* **What this task involves**
Please format the lines of the items below as a Markdown table with two columns, Row and Line text, starting at the line containing "Challenge: I say there's no clasped" and ending at the line containing "311 176 334 194", both included. Leave out any blank lines.

* **Dataset records**
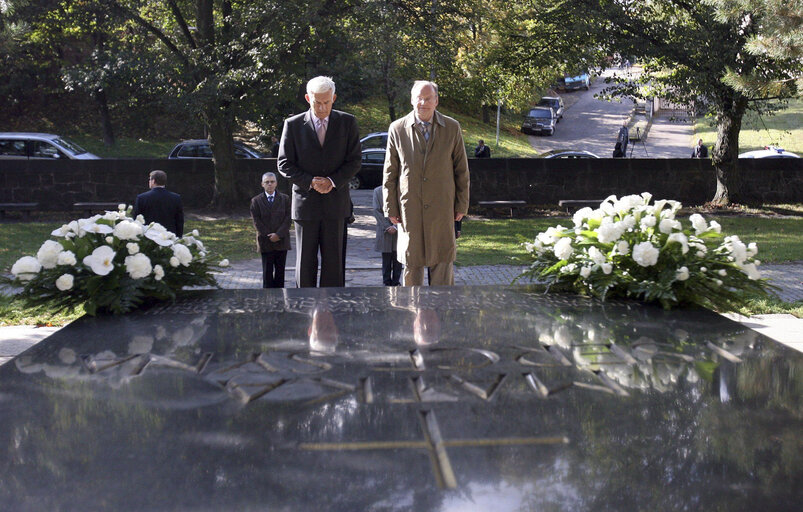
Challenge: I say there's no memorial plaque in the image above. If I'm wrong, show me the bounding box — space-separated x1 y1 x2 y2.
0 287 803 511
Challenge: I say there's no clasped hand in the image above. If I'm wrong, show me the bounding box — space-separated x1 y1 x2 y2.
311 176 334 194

---

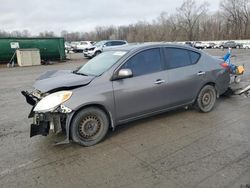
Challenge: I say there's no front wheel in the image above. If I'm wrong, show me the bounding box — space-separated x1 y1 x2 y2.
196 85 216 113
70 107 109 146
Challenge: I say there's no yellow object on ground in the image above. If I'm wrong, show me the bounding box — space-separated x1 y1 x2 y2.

* **Answer below**
| Row | Line text |
|---|---|
| 1 | Challenge: I say there's no clasped hand in the image above. If I'm wrong, show me the bounding box — space-separated x1 y1 x2 y2. |
| 2 | 311 176 334 194 |